■ GIVEN EXERCISE 1
The newsletter suggests several ways to keep track of books loaned from a classroom library. List each of these suggestions.

■ TEXT EXCERPT
..........

Media Matters

October 2014

Big image
Big image

Lovecraft Middle School Series

Want some good read-alouds for October? Tales from Lovecraft Middle School is a series about a school that was built where a bizarre house used to stand. Now, there are portals in the school, gateways to another dimension where this house once stood. And sometimes strange, terrifying creatures come through the portals. Not everyone knows about them, but Robert and Glenn do. These are fun, slightly terrifying tales for middle grade readers - think a modern day take on Lovecraft for the Goosebumps set. Check them out from the media center!

About the Series:

Classroom Discussion Guide:

Book Trailer:

Need Help Maintaining Your Classroom Library?

Maintaining your classroom library can be a sticky situation for some. How do you make sure that your books (probably mainly items that you have found and paid for with your own hard-earned cash) are returned and in one piece? You want to encourage reading at home, but it gets tough if the books you loan out don't come back. Here are a couple ideas that may work:

  • Booksource is free! You can add new titles, a class roster, run assessment reports on student and/or title activity, and allow the students to check in/check out books. Looks pretty cool, but of course, you will need to import all the titles and students to get it set up.
  • If you are not super keen on setting up an electronic classroom library checkout system, then maybe something simpler would do? Using your iPad or iPhone, simply snap a picture of the student with the book he or she is taking home and then delete the image when it is returned. If you have a function where it allows you to add a date so you know how long it has been out, even better!
  • Last idea is even simpler - how about a paper and pencil checkout sheet? Have the students fill out the form with the title and date the book left. You can glance it is periodically to see who still has a book out and make sure that when it is returned, you initial. Better yet - put a student in charge as a classroom job! For the week, they are in charge of sitting and checking books as the "classroom librarian."

..........

■ GIVEN EXERCISE 2
Reproduce the entries from their first line through the line containing "[223,609,530,882]", including both of those lines.

..........

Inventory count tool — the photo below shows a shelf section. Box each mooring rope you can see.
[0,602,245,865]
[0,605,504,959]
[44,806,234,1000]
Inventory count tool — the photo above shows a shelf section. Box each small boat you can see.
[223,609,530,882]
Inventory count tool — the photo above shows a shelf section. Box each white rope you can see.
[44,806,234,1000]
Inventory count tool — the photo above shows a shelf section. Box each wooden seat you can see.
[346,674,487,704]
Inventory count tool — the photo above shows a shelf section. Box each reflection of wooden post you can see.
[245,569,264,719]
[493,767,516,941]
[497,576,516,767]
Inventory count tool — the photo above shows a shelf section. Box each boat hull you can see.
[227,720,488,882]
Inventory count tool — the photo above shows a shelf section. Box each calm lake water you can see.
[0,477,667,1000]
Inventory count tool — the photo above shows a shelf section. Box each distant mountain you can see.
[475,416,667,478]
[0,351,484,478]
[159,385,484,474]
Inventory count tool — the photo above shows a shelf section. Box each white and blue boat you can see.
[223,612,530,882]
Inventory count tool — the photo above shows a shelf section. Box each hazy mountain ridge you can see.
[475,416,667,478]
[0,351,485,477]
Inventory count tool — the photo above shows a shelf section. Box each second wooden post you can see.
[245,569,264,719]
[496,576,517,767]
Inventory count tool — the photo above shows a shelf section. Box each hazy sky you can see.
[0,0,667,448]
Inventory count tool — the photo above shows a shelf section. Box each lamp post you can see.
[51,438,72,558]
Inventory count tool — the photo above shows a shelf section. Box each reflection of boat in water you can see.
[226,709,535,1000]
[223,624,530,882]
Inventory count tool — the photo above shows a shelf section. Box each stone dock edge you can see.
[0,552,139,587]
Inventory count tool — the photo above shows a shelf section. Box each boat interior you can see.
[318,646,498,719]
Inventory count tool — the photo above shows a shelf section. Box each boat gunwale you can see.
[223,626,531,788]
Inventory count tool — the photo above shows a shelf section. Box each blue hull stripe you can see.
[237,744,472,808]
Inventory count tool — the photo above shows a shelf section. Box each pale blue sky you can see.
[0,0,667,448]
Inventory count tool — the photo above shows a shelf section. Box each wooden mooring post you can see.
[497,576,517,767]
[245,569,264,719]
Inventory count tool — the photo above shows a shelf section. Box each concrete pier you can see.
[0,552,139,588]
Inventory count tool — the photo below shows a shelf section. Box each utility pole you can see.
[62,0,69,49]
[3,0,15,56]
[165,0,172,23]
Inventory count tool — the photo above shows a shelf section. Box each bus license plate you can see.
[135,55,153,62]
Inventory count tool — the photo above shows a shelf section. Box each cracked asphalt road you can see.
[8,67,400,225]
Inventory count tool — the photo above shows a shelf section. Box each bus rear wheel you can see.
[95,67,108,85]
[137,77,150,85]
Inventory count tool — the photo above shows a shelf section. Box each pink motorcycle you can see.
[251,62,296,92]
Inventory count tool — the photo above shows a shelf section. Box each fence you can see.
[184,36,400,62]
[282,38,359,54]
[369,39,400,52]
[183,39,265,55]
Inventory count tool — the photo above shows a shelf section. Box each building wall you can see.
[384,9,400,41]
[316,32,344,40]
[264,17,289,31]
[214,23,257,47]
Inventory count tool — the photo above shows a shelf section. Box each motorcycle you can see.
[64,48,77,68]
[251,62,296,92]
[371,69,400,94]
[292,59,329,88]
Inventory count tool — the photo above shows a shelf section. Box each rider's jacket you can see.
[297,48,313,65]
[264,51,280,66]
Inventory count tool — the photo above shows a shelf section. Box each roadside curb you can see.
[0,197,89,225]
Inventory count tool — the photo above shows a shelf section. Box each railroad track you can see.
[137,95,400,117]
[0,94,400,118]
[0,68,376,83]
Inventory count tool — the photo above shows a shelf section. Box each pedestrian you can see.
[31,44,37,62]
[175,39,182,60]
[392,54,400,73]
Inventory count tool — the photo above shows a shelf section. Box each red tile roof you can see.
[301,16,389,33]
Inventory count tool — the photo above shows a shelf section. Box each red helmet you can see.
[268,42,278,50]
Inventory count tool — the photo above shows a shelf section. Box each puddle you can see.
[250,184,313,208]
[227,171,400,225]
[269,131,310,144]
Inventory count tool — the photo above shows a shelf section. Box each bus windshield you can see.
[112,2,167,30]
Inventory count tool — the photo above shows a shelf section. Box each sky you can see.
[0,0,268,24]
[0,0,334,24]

..........

■ CORRECT OUTPUT 1
- Booksource, a free electronic system for adding titles and a class roster, running assessment reports, and letting students check books in and out
- Taking a photo with an iPad or iPhone of the student holding the book they are taking home, then deleting the image once the book is returned
- A paper-and-pencil checkout sheet on which students record the title and the date the book left, optionally managed by a student acting as "classroom librarian"

■ CORRECT OUTPUT 2
Inventory count tool — the photo below shows a shelf section. Box each mooring rope you can see.
[0,602,245,865]
[0,605,504,959]
[44,806,234,1000]
Inventory count tool — the photo above shows a shelf section. Box each small boat you can see.
[223,609,530,882]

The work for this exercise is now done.